- **WORK INSTRUCTIONS**
Copy nothing but the text: repeat each entry exactly and drop the images.

-- begin SUPPLIED INFORMATION --

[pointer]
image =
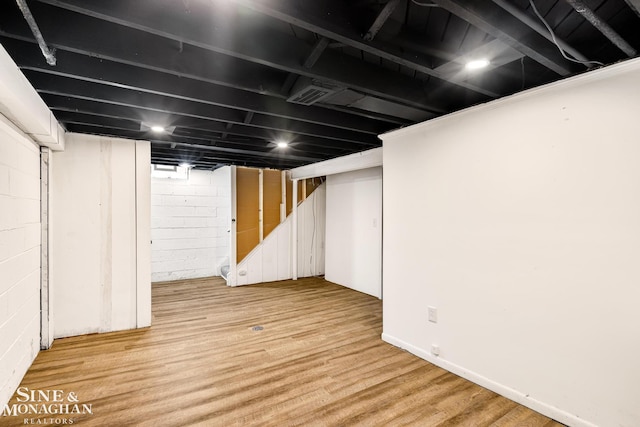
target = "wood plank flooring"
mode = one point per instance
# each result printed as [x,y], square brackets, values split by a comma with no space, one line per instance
[318,361]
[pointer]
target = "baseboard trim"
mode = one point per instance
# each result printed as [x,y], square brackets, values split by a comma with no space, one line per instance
[518,397]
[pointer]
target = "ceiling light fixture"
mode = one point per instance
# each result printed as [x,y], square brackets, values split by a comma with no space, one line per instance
[477,64]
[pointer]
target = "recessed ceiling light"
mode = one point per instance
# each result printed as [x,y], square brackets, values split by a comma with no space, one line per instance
[476,64]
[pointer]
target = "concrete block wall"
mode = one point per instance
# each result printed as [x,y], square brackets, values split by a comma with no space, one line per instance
[190,220]
[19,256]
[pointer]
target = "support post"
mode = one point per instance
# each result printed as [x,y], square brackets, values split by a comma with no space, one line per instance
[294,231]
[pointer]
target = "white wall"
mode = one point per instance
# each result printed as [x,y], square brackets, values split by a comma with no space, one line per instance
[271,259]
[190,223]
[99,211]
[354,230]
[519,220]
[19,256]
[311,233]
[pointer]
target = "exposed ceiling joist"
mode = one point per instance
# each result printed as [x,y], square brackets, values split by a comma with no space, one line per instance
[382,17]
[288,11]
[94,107]
[57,85]
[634,5]
[603,27]
[496,21]
[259,45]
[123,75]
[539,28]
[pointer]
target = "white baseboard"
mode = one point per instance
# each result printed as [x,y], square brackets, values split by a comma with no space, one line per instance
[518,397]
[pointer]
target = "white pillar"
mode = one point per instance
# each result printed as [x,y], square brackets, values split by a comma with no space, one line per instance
[294,230]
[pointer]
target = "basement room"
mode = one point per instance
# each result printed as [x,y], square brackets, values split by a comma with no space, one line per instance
[319,213]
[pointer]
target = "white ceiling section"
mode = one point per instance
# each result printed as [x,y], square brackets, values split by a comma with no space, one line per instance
[350,163]
[21,104]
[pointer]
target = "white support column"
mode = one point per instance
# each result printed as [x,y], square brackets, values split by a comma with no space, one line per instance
[232,278]
[294,231]
[304,189]
[261,204]
[143,233]
[46,313]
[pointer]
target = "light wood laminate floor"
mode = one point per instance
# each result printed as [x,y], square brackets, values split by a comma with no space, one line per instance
[318,361]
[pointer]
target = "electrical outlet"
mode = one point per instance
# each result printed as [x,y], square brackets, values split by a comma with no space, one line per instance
[433,314]
[435,349]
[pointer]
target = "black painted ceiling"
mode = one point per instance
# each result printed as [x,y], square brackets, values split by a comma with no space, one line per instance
[227,77]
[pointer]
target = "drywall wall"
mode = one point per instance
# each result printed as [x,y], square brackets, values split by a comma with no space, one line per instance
[354,230]
[99,211]
[19,256]
[190,225]
[518,221]
[271,259]
[311,233]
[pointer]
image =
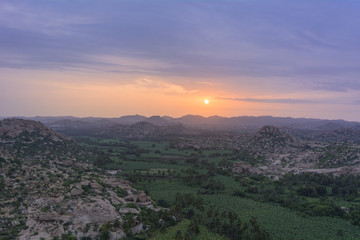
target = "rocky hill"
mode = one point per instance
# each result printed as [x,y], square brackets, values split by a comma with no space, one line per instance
[49,187]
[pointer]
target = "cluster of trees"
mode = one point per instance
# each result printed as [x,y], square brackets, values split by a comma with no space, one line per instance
[222,222]
[308,193]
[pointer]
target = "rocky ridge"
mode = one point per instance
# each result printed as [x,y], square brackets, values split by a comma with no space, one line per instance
[51,191]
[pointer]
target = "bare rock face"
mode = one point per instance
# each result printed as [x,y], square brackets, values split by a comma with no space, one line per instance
[96,186]
[49,216]
[76,191]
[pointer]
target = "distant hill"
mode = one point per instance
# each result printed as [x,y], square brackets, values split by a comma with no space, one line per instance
[298,126]
[32,141]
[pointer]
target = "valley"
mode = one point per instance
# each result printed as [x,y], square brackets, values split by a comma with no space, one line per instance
[149,181]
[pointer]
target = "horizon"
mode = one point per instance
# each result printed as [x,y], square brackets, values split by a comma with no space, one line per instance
[297,59]
[176,117]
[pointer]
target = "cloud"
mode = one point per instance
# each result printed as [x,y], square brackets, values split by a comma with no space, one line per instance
[273,100]
[162,86]
[308,42]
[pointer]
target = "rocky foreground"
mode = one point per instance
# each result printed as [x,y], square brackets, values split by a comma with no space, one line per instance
[49,187]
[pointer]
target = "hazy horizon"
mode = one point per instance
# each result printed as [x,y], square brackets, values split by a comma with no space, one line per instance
[295,59]
[175,117]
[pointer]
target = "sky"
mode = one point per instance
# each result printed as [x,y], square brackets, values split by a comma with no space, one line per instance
[104,58]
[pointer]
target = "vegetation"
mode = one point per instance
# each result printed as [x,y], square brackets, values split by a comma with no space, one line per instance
[304,206]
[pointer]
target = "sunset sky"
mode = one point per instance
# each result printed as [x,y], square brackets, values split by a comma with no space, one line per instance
[107,58]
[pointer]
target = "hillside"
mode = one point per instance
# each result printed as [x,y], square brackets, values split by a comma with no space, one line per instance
[50,187]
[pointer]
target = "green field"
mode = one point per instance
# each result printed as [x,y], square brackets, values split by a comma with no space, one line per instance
[164,171]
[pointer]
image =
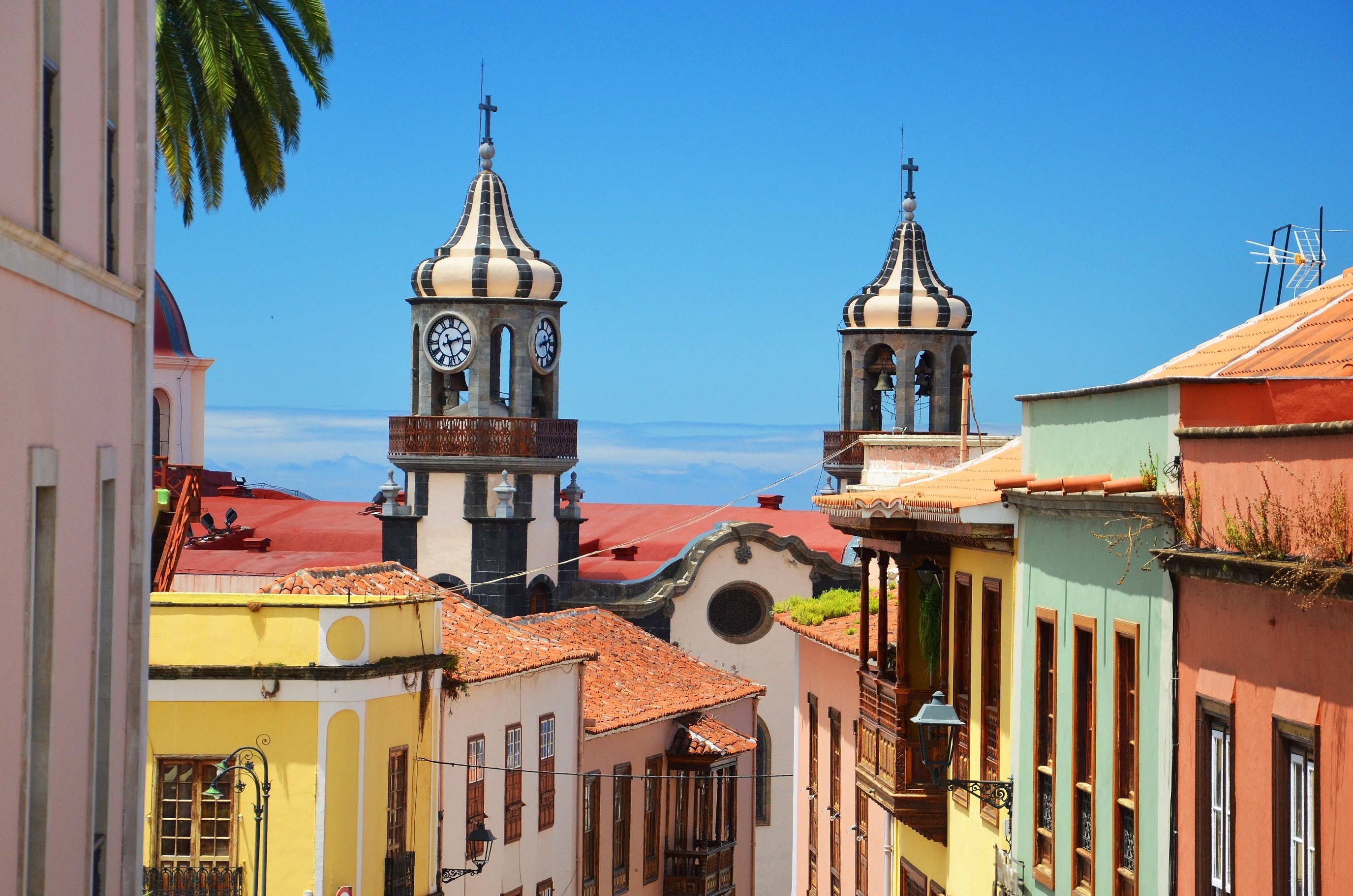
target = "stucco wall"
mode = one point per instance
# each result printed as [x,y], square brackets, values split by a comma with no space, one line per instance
[1103,433]
[488,710]
[1065,569]
[1267,641]
[770,661]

-- end SUPPLIED INFORMATION --

- **RESPONSE BELOW**
[pointer]
image =
target = "wood plank flooring"
mode = one point per instance
# each result printed as [x,y], square brackets, values split by a comma with no space, one line per instance
[318,361]
[pointer]
target = "baseboard trim"
mode = one point per instance
# each result printed as [x,y], square brackets, values split by a comma with no space, one line per instance
[518,397]
[pointer]
target = "ceiling light fixture"
mode = one point per instance
# each result printed as [x,y], square brackets, values split by a comma with no space, one line per instance
[477,64]
[pointer]
target = "recessed ceiling light"
mode = one point per instance
# each result printed as [x,y], square brackets, values split by a comma with no space, one line per instance
[476,64]
[pointer]
target = "concrete block wall"
mode = one point per instance
# each result printed as [x,y], square brackets, values split by a comma with no space, one line per instance
[190,220]
[19,256]
[pointer]
target = "support post"
mode = one point per instance
# each result printed as [x,y], square brackets, values split by a comma with no space, one line per instance
[294,231]
[pointer]
target = "white wall"
mode = one point per instance
# each result printed as [x,y], square brackets, values split by a comma with no space, one line per instance
[271,259]
[190,223]
[99,211]
[354,230]
[519,220]
[19,256]
[311,233]
[pointer]
target = "exposed ceiling joist"
mode = one point per instance
# each result printed as [x,y], square brackets, values split by a comma with no space, one line per instance
[382,17]
[288,11]
[94,107]
[57,85]
[634,5]
[603,27]
[496,21]
[259,45]
[123,75]
[539,28]
[pointer]
target = "white baseboard"
mode = one point per instance
# each result printed as [x,y], square brackets, values split by a comma with no space, one line per instance
[518,397]
[pointer]
target = "white pillar"
mode = one point per instance
# each result printed as [x,y], square brackets, values split by a comma with no space, one line per instance
[294,230]
[pointer]
target = "basement room"
mode = one point per instance
# each result printed as [x,y], square brackets, values split by a comma with no space, one line per instance
[319,213]
[pointer]
target = "white ceiling section"
mode = one point per instance
# each result printed as [x,y], square brackets, values split by a comma with no space, one line per instance
[350,163]
[21,104]
[pointer]
target = "white support column"
mode = one point per instance
# each result printed as [x,y], square brackets, values split by a comma with no space, one line per instance
[232,278]
[294,231]
[304,189]
[261,204]
[143,233]
[46,313]
[pointer]
target = "light wood laminate floor"
mode = one point per instance
# each result printed as [x,y], square brackets, values split by a comma with no space, one line per instance
[318,361]
[pointer]
target = "electrical outlet"
mode = one point per instance
# each result printed as [x,y], square brackets, values split by a comma with no space, one line per instance
[433,314]
[435,349]
[pointer]
target = "black painted ceiling"
mode = one point per instance
# each result printed as [x,y], square brackets, values split by a comma with no space, one line per instance
[227,77]
[pointer]
target = "drywall wall"
mode = one point per instance
# each result printed as [x,y], square brackets, values split by a comma with no space, one line per instance
[354,230]
[99,211]
[19,256]
[190,225]
[518,221]
[271,259]
[311,233]
[pointer]
image =
target = "rocky hill"
mode = one point per instance
# each result printed as [x,y], square brackets, values split by a comma with no space, one line per instance
[49,187]
[pointer]
target = "cluster of trees"
mode = one point per instance
# each result printed as [x,y], square brackets, values split by a comma with no space, one line per instance
[222,222]
[308,193]
[pointer]
target = "rocky ridge"
mode = one point per instance
# each result printed as [x,y], square brackets, values split by a comma with no space, one line per instance
[51,191]
[pointer]
target = "bare rock face"
mode = one point per instance
# each result printed as [x,y], square brackets, values split by a comma with no space, one line per instance
[96,186]
[49,216]
[76,191]
[pointer]
target = "distant hill"
mode = one point per instance
# each result printed as [x,y], square brackets, values split by a comma with no space, one line per instance
[298,126]
[32,141]
[pointer]
target = "valley"
mode = one point per instance
# each result printed as [x,y], square brackets, values split by a comma with no space, one line per instance
[149,181]
[pointer]
target = "horizon"
mode = one point per instance
# each result printed as [x,y], square brackets, values split by a comma with no space, one line per instance
[297,59]
[176,117]
[pointer]
target = "cloud"
mode = one point per instance
# each result printed as [x,y], square brackets, values split by a comma with no space, one line per instance
[273,100]
[162,86]
[308,42]
[pointer]
target = "rocky foreground"
mode = one point per instance
# each result printed as [x,y], square brackets, values split by a comma with no space, one line per instance
[49,187]
[pointer]
target = "hazy horizon"
mode = one point per instance
# each result printed as [x,y], square brackets, values split by a comma with no space, one line per instance
[295,59]
[175,117]
[pointer]
target = "sky"
mode = one point per instance
# each result printed as [x,y], square brackets, values split by a comma with no space, one line per instance
[104,58]
[pointer]
target = "vegetation"
mode = one point per instance
# each result printed as [x,y], square brackets, values split by a comma with no space, one line per instance
[304,206]
[pointer]
target = "sunset sky"
mode = one point per instance
# each result printed as [x,y], square brackets, values split by a comma with no space, one line per instance
[107,58]
[pointer]
target = "hillside"
mode = one point per instance
# each result printed as [x,y], square brackets, values split by a comma with no space, one line per instance
[50,187]
[pointer]
target = "green field"
mode = one point per instance
# each result printed as [x,y], square brackets, values split by a comma with no space, one line per instance
[164,171]
[pointer]
image =
target = "stucco wall"
mode = one point per instance
# each result printed as [x,y], square brackets, values split by a comma with no space, one line per instance
[1103,433]
[488,710]
[1065,569]
[1267,641]
[770,661]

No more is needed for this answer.